● PAGE EXTRACT:
# # # # #
# Orchestrating Batch and Scheduled Workflows with Airflow

By Day 4, PulseCart's reactive layer is fully operational. Events flow from the FastAPI producer into Pub/Sub, Cloud Run consumers react in real time, and Cloud Tasks handles delayed work like cart abandonment reminders. The system responds to what's happening right now.

But not everything in PulseCart is reactive. Some work is inherently scheduled — it doesn't make sense to trigger it per event. Nightly aggregation of user behavior into personalization scores, reconciling messages that landed in dead-letter topics, computing daily business metrics — these are batch jobs. They run on a schedule, depend on a window of data being complete, and often have multi-step dependencies between tasks.

This is Airflow's domain. And it's explicitly not a duplication of what Pub/Sub and Cloud Tasks do — it's the complement.

* * *

## Why Airflow, Not More Cloud Tasks

Cloud Tasks is excellent for individual delayed tasks. It's not designed for multi-step workflows with dependencies, branching logic, retries at the DAG level, or visibility into which step failed and why.

Airflow gives you:

*   **DAGs** (Directed Acyclic Graphs) — workflows defined as code, with explicit task dependencies
    
*   **Scheduling** — cron-based or data-interval-driven execution
    
*   **Observability** — a UI showing every DAG run, task status, logs, and retry history
    
*   **Backfill** — re-run historical DAG runs if something failed or data was corrected
    
*   **Sensors** — tasks that wait for an external condition before proceeding
    

For PulseCart's nightly batch jobs, none of this is achievable cleanly with Cloud Tasks alone.
# # # # #
● WORK TO COMPLETE: Continue the Airflow orchestration article from the point where it stops.

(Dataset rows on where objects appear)
# # # # #
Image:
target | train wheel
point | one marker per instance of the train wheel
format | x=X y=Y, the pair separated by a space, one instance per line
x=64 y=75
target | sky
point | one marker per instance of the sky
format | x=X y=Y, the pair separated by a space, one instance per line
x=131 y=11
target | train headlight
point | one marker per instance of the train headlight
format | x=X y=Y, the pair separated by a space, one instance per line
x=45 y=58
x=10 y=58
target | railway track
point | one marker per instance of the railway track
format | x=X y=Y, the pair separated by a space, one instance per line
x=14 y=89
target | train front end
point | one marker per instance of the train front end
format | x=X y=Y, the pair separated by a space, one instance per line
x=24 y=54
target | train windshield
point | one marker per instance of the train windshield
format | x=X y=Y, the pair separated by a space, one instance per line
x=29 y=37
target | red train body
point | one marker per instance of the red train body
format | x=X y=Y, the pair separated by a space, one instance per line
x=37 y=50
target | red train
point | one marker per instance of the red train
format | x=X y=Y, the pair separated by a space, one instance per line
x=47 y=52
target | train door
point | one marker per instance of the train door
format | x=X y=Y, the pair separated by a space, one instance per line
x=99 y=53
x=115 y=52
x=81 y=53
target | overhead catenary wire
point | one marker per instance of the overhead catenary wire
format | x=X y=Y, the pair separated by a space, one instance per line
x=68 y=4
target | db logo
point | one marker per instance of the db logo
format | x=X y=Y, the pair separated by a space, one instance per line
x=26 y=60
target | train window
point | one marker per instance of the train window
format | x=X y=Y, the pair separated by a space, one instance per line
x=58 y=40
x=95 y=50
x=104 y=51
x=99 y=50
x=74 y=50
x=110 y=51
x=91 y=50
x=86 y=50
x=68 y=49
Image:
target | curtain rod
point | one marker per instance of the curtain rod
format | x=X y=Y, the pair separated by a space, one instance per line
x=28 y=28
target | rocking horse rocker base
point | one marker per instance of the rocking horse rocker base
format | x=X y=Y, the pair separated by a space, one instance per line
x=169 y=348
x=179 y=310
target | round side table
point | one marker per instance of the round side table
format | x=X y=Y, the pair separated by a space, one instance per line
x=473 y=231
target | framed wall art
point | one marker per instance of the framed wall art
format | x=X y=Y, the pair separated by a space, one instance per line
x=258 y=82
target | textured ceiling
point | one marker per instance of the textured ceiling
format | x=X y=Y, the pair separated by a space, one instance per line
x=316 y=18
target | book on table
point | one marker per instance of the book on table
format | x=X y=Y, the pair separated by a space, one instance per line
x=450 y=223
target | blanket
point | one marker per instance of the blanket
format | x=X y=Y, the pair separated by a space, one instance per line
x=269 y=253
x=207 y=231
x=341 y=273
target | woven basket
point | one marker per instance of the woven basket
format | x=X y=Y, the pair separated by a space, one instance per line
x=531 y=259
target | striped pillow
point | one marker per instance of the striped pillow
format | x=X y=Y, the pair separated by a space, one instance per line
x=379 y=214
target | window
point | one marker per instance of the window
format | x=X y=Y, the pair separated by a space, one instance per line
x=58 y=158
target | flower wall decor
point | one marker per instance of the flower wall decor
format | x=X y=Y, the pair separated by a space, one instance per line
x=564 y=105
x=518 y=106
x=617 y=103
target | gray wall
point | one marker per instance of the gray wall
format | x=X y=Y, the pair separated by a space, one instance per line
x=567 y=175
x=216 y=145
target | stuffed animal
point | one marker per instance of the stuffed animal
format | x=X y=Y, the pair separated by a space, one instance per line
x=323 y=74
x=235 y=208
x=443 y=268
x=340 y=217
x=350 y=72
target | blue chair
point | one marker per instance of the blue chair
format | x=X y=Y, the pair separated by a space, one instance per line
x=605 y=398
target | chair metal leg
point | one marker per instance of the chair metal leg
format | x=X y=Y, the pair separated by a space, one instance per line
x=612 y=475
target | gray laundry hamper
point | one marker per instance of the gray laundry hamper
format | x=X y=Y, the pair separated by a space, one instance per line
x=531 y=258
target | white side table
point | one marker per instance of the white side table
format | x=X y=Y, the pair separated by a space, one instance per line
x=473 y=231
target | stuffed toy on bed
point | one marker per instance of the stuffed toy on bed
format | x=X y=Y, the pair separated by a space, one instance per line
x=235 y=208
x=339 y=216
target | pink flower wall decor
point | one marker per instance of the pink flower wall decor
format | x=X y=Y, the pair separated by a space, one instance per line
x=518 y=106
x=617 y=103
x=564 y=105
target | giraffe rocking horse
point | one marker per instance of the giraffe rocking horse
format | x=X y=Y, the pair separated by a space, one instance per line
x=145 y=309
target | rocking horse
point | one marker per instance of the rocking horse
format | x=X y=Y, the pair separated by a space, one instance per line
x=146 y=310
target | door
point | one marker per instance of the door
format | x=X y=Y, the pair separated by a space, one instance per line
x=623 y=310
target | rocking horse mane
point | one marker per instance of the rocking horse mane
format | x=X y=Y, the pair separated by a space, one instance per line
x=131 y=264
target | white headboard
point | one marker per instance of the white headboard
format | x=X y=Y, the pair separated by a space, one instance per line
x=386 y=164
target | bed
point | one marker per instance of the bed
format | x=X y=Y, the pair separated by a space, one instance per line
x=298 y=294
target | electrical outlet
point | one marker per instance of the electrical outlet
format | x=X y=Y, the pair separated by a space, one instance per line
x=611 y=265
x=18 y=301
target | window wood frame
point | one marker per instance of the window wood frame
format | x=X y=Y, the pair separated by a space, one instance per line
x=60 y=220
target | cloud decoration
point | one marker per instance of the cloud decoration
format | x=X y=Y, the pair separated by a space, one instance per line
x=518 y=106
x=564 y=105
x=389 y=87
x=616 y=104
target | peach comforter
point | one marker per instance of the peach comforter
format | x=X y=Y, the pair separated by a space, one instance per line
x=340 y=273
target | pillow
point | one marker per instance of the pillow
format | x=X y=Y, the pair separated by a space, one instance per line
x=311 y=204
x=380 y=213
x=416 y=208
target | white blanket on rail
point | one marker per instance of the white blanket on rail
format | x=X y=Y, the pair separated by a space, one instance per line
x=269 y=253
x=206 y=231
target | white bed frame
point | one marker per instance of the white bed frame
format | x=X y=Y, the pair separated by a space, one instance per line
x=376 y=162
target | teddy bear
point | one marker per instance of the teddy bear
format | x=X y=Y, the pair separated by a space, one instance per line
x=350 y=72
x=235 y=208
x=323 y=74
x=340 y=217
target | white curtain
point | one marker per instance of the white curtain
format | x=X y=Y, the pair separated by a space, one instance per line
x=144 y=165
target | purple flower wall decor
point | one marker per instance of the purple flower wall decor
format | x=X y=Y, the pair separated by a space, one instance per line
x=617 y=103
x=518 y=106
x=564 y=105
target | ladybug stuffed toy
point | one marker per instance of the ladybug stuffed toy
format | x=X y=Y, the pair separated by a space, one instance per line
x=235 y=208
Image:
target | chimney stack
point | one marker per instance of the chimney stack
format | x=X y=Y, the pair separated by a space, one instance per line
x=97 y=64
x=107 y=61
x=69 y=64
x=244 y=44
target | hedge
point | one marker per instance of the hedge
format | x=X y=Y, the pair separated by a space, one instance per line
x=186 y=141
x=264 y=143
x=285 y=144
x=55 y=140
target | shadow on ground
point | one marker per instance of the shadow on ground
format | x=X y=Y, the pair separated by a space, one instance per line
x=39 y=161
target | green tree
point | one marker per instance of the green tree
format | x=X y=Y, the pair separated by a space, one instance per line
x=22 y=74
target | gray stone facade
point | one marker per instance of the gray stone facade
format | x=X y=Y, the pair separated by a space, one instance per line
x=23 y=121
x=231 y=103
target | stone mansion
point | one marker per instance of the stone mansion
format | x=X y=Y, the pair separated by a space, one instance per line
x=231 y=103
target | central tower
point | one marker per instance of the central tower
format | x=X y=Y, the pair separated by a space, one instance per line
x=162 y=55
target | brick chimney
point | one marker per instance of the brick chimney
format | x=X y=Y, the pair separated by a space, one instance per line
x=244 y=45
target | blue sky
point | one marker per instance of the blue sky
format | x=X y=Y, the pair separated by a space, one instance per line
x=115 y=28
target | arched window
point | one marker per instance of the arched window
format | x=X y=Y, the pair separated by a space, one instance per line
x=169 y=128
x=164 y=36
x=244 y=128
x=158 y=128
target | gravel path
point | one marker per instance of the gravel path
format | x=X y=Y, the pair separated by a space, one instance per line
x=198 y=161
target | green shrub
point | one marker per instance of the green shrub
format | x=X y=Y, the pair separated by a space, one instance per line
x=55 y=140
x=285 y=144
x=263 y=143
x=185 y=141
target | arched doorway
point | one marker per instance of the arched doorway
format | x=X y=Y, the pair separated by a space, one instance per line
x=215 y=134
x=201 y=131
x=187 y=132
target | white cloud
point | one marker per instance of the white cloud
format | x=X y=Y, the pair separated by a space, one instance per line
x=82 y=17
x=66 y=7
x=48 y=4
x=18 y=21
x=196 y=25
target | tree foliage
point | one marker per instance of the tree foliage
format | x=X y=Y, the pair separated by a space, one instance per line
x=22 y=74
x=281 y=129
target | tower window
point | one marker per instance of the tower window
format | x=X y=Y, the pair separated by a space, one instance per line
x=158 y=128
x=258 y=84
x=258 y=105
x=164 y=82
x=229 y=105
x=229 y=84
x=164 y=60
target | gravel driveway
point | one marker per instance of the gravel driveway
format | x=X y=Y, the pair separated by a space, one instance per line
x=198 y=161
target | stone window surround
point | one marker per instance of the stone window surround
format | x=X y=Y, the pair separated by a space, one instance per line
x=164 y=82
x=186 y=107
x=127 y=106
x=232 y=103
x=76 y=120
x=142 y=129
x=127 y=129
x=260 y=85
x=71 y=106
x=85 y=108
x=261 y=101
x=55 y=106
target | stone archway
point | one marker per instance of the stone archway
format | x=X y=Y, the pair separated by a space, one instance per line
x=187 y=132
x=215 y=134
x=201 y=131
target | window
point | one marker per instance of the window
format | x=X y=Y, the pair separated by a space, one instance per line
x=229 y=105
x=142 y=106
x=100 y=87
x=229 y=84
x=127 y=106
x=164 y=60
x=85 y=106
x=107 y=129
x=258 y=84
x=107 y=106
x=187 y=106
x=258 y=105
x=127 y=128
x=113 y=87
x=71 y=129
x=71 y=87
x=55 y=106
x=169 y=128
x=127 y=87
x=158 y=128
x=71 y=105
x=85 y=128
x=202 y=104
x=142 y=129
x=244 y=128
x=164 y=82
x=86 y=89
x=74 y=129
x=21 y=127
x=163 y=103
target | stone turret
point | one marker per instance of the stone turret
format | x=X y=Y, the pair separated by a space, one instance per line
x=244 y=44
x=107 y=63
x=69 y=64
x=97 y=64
# # # # #
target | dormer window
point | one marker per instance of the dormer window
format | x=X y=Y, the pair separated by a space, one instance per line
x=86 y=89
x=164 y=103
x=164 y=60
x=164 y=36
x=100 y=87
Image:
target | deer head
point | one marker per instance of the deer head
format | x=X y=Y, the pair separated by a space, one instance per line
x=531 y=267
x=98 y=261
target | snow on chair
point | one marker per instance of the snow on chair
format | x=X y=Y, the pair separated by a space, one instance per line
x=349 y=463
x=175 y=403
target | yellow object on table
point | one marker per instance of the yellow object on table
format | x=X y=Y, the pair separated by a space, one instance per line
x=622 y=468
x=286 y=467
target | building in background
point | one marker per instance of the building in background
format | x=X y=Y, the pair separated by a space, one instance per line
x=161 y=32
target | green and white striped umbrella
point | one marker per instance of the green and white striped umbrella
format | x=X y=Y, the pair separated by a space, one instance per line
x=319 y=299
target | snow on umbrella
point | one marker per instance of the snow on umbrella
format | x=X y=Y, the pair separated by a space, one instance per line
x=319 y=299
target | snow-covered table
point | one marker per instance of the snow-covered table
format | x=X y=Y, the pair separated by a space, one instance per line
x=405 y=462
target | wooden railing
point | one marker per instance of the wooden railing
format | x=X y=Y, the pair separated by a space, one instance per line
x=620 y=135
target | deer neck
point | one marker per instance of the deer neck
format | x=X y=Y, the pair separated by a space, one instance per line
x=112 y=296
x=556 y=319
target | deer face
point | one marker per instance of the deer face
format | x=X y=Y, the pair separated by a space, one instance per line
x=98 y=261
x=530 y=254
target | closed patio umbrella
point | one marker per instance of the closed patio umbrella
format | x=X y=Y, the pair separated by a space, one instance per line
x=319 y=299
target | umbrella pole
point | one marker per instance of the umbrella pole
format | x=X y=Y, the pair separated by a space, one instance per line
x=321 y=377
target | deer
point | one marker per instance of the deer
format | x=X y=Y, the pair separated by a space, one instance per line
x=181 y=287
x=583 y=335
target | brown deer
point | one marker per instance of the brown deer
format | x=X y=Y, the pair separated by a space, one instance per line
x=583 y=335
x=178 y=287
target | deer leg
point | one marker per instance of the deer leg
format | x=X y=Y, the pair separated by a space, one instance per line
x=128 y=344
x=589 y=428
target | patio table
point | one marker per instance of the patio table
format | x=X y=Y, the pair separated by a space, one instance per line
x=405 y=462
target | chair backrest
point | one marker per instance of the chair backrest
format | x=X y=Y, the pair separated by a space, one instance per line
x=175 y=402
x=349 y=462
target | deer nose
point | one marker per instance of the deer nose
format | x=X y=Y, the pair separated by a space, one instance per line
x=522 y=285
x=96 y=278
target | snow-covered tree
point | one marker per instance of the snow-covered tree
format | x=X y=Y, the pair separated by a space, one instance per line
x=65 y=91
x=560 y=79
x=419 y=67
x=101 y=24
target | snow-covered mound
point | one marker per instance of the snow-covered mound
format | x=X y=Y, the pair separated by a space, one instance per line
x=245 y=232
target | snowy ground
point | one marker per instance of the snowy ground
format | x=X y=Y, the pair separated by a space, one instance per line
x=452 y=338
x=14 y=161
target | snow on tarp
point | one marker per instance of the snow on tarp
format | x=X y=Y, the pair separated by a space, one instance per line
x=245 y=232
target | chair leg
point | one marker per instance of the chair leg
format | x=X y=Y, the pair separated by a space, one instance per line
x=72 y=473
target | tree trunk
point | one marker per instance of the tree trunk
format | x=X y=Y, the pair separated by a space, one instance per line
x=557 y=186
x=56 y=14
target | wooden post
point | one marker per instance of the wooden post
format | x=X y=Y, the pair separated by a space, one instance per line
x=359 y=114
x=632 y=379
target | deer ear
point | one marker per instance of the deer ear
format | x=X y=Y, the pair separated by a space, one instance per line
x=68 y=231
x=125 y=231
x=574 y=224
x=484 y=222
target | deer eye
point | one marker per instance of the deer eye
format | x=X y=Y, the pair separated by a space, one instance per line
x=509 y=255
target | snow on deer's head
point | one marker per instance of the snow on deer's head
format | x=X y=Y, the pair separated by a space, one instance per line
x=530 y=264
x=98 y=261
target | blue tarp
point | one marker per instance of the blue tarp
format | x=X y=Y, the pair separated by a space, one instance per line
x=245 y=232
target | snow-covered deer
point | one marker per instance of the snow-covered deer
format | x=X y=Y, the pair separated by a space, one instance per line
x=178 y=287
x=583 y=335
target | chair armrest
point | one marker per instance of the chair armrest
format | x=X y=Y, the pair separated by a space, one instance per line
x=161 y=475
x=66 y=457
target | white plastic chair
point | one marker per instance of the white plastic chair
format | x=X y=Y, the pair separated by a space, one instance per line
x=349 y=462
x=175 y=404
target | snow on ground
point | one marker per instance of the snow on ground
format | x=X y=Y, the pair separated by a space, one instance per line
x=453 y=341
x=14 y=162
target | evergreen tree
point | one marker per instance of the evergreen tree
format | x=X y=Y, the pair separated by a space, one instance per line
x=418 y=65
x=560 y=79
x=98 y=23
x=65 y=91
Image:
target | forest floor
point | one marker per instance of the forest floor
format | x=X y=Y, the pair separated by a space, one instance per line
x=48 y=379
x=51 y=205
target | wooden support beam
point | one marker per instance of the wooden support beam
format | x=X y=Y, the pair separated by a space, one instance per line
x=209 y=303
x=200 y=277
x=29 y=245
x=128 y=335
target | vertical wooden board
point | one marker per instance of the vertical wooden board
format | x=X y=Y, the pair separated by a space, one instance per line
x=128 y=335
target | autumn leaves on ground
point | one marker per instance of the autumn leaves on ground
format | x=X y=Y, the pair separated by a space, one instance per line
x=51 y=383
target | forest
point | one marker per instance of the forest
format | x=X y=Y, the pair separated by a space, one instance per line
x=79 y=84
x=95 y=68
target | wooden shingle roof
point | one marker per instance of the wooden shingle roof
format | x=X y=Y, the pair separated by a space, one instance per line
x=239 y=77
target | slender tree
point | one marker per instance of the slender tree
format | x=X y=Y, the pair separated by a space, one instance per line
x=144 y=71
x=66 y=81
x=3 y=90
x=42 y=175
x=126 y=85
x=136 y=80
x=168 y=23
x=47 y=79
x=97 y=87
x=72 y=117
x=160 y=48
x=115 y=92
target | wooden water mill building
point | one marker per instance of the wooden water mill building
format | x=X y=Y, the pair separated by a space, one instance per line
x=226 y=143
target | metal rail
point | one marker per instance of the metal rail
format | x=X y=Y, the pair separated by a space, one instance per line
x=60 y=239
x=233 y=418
# # # # #
● TASK ANSWER:
* * *

## Cloud Composer vs Self-Hosted Airflow

Cloud Composer is GCP's managed Airflow service. It handles the scheduler, webserver, worker pool, and underlying GKE infrastructure. You deploy DAGs by uploading Python files to a GCS bucket — no Airflow internals to manage.

The tradeoff is cost. Cloud Composer is significantly more expensive than a self-hosted Airflow instance on a single VM or a small GKE cluster. For PulseCart at production scale — where DAG failures have real business consequences and on-call engineers shouldn't be debugging Airflow infrastructure at 2am — Cloud Composer is worth it. For a smaller team or lower stakes, self-hosted on Cloud Run or GKE is a legitimate alternative.

This series uses Cloud Composer, but the DAG code is identical either way.

* * *

## PulseCart's Airflow DAGs

PulseCart runs three scheduled DAGs:

| DAG | Schedule | Purpose |
| --- | --- | --- |
| `pulsecart_nightly_aggregation` | Daily at 02:00 UTC | Aggregate prior day's events into personalization scores |
| `pulsecart_dead_letter_reconciliation` | Every 6 hours | Pull from dead-letter topics, triage, and reprocess eligible messages |
| `pulsecart_daily_metrics` | Daily at 03:00 UTC | Compute business metrics (conversion rate, abandonment rate, revenue) into Cloud SQL |

* * *

## DAG 1: Nightly Aggregation

This DAG pulls the prior day's events from Cloud SQL (written by the Cloud Run consumer as it processes Pub/Sub messages), aggregates them into per-user behavior signals, and writes the results back as personalization scores.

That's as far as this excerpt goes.